What needs to be done: Copy all the material below, exactly as it stands.

(Dataset records)
■ ■ ■ ■ ■ ■ ■

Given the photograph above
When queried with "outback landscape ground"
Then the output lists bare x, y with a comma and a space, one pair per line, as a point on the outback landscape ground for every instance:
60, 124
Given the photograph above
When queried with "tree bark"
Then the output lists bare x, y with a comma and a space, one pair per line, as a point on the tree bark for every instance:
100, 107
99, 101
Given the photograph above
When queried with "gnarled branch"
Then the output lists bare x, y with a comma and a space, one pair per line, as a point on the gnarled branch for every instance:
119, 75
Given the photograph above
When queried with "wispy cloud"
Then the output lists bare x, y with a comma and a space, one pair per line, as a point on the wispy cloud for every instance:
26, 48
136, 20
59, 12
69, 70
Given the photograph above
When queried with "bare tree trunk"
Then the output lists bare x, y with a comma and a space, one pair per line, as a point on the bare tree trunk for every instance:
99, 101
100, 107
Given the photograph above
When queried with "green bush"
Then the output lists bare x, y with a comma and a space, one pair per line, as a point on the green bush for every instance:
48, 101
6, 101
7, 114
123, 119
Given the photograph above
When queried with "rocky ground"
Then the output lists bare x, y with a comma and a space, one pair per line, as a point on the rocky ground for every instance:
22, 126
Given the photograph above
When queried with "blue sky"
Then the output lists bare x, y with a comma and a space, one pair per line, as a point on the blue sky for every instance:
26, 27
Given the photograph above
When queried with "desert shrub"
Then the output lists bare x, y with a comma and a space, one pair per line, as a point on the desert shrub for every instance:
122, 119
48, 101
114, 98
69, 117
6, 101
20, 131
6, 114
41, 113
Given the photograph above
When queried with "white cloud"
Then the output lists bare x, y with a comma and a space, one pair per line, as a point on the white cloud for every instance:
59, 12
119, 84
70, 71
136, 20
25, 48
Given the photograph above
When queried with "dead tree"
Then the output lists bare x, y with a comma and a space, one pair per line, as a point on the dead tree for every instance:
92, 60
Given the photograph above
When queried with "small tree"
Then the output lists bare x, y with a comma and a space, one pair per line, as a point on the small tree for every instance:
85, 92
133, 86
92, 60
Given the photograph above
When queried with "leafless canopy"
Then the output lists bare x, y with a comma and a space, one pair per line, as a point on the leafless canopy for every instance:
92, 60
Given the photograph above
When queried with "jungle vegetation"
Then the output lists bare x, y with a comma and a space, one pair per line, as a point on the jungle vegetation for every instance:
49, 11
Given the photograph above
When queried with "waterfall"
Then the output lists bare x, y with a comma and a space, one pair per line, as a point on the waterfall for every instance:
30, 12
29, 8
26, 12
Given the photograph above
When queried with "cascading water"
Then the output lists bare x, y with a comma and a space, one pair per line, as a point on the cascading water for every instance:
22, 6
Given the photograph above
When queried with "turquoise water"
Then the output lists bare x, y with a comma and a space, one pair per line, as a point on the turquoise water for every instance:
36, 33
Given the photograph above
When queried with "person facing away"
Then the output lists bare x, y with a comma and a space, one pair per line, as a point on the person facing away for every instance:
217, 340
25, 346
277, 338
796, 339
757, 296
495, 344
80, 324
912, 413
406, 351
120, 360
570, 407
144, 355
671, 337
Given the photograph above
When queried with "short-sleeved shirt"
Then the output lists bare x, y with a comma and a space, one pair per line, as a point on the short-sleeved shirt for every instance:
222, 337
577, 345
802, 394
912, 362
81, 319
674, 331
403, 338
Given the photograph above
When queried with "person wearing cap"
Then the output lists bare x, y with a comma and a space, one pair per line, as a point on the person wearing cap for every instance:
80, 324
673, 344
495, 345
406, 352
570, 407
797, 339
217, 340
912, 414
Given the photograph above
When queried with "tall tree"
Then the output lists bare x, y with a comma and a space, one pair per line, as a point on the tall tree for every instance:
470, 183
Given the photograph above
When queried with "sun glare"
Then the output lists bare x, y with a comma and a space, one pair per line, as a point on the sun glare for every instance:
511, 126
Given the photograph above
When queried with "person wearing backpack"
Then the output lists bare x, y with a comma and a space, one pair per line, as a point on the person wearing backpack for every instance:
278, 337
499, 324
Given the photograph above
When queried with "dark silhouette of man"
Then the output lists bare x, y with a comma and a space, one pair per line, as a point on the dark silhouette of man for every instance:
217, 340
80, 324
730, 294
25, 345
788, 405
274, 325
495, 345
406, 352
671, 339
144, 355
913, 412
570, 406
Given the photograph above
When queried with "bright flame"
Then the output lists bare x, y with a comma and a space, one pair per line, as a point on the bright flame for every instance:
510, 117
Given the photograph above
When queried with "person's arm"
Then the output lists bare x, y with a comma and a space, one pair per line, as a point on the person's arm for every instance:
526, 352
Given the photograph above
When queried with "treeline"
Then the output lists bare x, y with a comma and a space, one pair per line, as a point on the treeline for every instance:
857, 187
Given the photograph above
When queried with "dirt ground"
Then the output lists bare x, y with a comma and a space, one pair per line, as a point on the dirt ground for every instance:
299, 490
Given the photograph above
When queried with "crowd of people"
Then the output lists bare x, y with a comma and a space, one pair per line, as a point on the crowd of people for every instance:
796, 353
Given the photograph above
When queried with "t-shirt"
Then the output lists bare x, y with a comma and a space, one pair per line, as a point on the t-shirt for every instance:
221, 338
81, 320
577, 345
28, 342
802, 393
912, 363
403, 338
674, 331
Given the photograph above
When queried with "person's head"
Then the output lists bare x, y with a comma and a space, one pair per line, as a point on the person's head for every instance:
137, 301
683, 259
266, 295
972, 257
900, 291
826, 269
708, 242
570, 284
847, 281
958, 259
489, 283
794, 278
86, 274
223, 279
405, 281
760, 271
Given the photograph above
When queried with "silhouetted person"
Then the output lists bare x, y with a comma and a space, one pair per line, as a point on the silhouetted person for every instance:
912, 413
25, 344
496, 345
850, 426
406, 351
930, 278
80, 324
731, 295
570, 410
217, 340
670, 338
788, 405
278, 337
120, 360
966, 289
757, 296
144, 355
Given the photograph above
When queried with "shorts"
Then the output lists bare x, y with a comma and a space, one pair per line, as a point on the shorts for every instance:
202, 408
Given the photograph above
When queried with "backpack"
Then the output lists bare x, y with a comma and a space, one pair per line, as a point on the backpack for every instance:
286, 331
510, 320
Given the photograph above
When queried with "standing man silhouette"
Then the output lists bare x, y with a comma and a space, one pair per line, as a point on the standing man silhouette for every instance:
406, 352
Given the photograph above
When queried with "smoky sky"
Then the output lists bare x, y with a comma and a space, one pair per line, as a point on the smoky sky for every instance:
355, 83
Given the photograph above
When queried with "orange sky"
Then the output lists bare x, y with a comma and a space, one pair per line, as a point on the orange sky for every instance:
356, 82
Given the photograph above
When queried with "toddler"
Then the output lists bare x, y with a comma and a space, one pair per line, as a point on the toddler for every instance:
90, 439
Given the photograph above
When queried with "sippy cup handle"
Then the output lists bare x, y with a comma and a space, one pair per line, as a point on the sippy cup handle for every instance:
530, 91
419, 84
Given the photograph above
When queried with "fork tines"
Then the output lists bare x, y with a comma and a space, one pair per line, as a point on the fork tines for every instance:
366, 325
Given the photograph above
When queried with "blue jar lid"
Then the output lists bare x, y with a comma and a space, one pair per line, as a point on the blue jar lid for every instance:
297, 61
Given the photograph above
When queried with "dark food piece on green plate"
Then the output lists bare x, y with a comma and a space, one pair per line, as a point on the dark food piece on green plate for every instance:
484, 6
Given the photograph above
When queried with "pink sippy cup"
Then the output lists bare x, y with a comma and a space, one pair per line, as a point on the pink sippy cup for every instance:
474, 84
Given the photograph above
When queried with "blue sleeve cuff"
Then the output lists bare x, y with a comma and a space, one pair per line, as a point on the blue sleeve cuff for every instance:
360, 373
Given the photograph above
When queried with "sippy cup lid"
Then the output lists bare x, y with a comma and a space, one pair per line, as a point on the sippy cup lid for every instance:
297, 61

■ ■ ■ ■ ■ ■ ■

Final answer:
Given the photograph above
When queried with "outback landscape ground"
Then the output lists bare x, y with a comma and a space, one pair per line, as a point on the outback landscape ground for every instance:
60, 124
Given the photograph above
When queried with "tree bark"
Then the output lists bare x, y with a comma and a space, one pair per line, as a point on the tree bark for every instance:
100, 107
99, 101
Given the photograph above
When queried with "gnarled branch"
Then the output lists bare x, y with a comma and a space, one pair per line, as a point on the gnarled branch for every instance:
119, 75
Given the photograph above
When queried with "wispy cloud"
Then the output lists bare x, y with a comma and a space, one pair per line, as a point on the wispy cloud for every instance:
26, 48
136, 20
59, 12
69, 70
Given the photograph above
When queried with "bare tree trunk"
Then the output lists bare x, y with a comma and a space, one pair per line, as a point on the bare tree trunk for every instance:
99, 101
100, 107
Given the photograph above
When queried with "green bush"
Then the output lists bare x, y with a comma and a space, one pair per line, as a point on the green bush for every instance:
48, 101
6, 101
7, 114
123, 119
Given the photograph above
When queried with "rocky ground"
Then the output lists bare x, y with a comma and a space, one pair per line, as a point on the rocky ground for every instance:
22, 126
Given the photograph above
When queried with "blue sky"
Then the output lists bare x, y with a comma and a space, one pair per line, as a point on the blue sky for every instance:
26, 27
Given the photograph above
When queried with "desert shrub"
Then the output lists bare x, y with a comma and a space, one pair per line, as a point on the desert shrub for every instance:
122, 119
48, 101
114, 98
69, 117
6, 101
20, 131
6, 114
41, 113
Given the photograph above
When queried with "white cloud"
Then the output lists bare x, y with a comma and a space, one pair per line, as a point on the white cloud for every instance:
59, 12
119, 84
70, 71
136, 20
25, 48
Given the photograph above
When queried with "dead tree"
Then the output lists bare x, y with a comma and a space, one pair per line, as a point on the dead tree for every instance:
92, 60
Given the photograph above
When queried with "small tree"
Then the output lists bare x, y with a comma and a space, one pair per line, as a point on the small tree for every instance:
85, 92
133, 86
92, 60
Given the photograph above
When queried with "leafless canopy"
Then the output lists bare x, y with a comma and a space, one pair per line, as a point on the leafless canopy for every instance:
92, 60
Given the photograph above
When queried with "jungle vegetation"
Then the output lists bare x, y with a comma and a space, one pair per line, as a point on the jungle vegetation for every instance:
49, 11
Given the photograph above
When queried with "waterfall"
Then the output lists bare x, y with a comma and a space, one pair per line, as a point on the waterfall for every instance:
30, 12
29, 8
26, 12
Given the photograph above
When queried with "cascading water"
Then the output lists bare x, y with a comma and a space, one pair per line, as a point on the cascading water for every instance:
22, 6
Given the photograph above
When queried with "turquoise water"
Then the output lists bare x, y with a comma and a space, one pair per line, as a point on the turquoise water for every instance:
36, 33
Given the photograph above
When queried with "person facing away"
Then the output lists bare x, y with a comma and a space, one pair per line, as a point on the person facing away for every instance:
217, 340
25, 346
277, 338
796, 339
757, 296
495, 344
80, 324
912, 413
406, 351
120, 360
570, 407
144, 355
671, 337
Given the photograph above
When queried with "short-sleeved shirt"
Then the output lists bare x, y with a comma and a space, one pair per line, as a point on the short-sleeved shirt for every instance:
222, 337
577, 345
802, 394
912, 362
81, 319
674, 331
403, 338
Given the photograph above
When queried with "person wearing cap"
Then the output lists bare x, y with a comma and a space, one pair per line, as a point on the person wearing cap for every instance:
80, 324
673, 344
495, 345
406, 352
570, 407
797, 339
217, 340
912, 414
Given the photograph above
When queried with "tall tree"
Then the output lists bare x, y with a comma and a space, one pair per line, as a point on the tall tree for every instance:
470, 183
Given the photograph above
When queried with "sun glare"
Then the output lists bare x, y with a comma and a space, one pair per line, as a point on the sun glare for every instance:
511, 126
Given the photograph above
When queried with "person wearing backpack"
Then the output lists bare x, y with a comma and a space, one pair per line, as a point on the person wearing backpack for every instance:
278, 337
499, 324
Given the photograph above
When queried with "dark silhouette of man"
Then the output lists bare x, y with a comma and a space, one pair per line, as a point on the dark silhouette of man for every instance:
217, 340
80, 324
730, 294
25, 345
788, 405
274, 325
495, 345
406, 352
671, 339
144, 355
913, 412
570, 406
Given the photograph above
When queried with "bright flame"
Then the output lists bare x, y with a comma and a space, one pair per line, as a point on the bright flame for every instance:
510, 117
Given the photograph above
When queried with "person's arm"
Then the output lists bare x, y with a comma and a space, one pair per line, as a point on the person's arm for every instance:
526, 352
Given the photograph above
When queried with "treeline"
Then the output lists bare x, y with a comma and a space, one pair per line, as a point on the treeline for every instance:
857, 187
Given the photograph above
When queried with "dirt ground"
Then the output lists bare x, y with a comma and a space, one pair per line, as a point on the dirt ground for every instance:
299, 490
Given the photograph above
When queried with "crowd of people"
Then the output lists bare x, y with a comma and a space, one pair per line, as a point on the crowd of people for every instance:
796, 353
Given the photograph above
When queried with "t-shirt"
Then the output lists bare x, y with a comma and a space, one pair per line, as a point on the t-shirt for every instance:
221, 338
81, 320
577, 345
28, 342
802, 393
912, 363
403, 338
674, 331
Given the photograph above
When queried with "person's head"
Then the output lists bare x, y with a comma and a space, one pair per line, as a point on the person's head for every instance:
137, 301
683, 259
266, 295
972, 257
900, 291
826, 269
708, 242
570, 284
847, 281
958, 259
489, 283
794, 278
86, 274
223, 279
405, 281
760, 271
Given the photograph above
When queried with "silhouetted person"
Then the output lists bare x, y with a comma and a space, one pair per line, as a point on the silhouetted person for every instance:
912, 413
25, 344
496, 345
850, 426
406, 351
930, 278
80, 324
731, 295
570, 410
217, 340
670, 338
788, 405
278, 337
120, 360
966, 289
757, 296
144, 355
Given the photograph above
When queried with "shorts"
Then the output lists bare x, y with a comma and a space, one pair per line, as a point on the shorts for every instance:
202, 408
Given the photograph above
When queried with "backpack"
Then the output lists bare x, y with a comma and a space, one pair per line, as a point on the backpack for every instance:
286, 331
510, 320
Given the photograph above
When queried with "standing man silhouette"
Then the output lists bare x, y with a comma and a space, one pair per line, as a point on the standing man silhouette for every instance:
406, 352
Given the photograph above
When queried with "smoky sky"
Then the output lists bare x, y with a comma and a space, one pair per line, as a point on the smoky sky for every instance:
355, 83
Given the photograph above
When queried with "orange sky"
Then the output lists bare x, y with a comma and a space, one pair per line, as a point on the orange sky for every instance:
356, 82
Given the photograph above
When queried with "toddler"
Then the output lists bare x, y with a comma and a space, one pair per line, as a point on the toddler for every instance:
90, 439
Given the photograph above
When queried with "sippy cup handle"
Then the output lists bare x, y with a comma and a space, one pair per line, as a point on the sippy cup handle for every instance:
530, 91
419, 84
Given the photograph above
When queried with "fork tines"
Then the output lists bare x, y with a comma and a space, one pair per line, as a point on the fork tines for every instance:
366, 325
Given the photograph above
When queried with "blue jar lid"
Then the output lists bare x, y with a comma and a space, one pair per line, as a point on the blue jar lid for every instance:
297, 61
Given the photograph above
When queried with "dark food piece on green plate"
Then the output lists bare x, y with a comma and a space, one pair per line, as a point on the dark food piece on green plate for every instance:
484, 6
Given the photograph above
When queried with "pink sippy cup"
Then the output lists bare x, y with a comma and a space, one pair per line, as a point on the pink sippy cup for every instance:
474, 84
Given the photograph above
When queried with "blue sleeve cuff"
Then the output lists bare x, y with a comma and a space, one pair per line, as a point on the blue sleeve cuff for every instance:
360, 373
Given the photograph above
When queried with "sippy cup lid"
Then the output lists bare x, y with a comma and a space, one pair per line, as a point on the sippy cup lid for every instance:
297, 61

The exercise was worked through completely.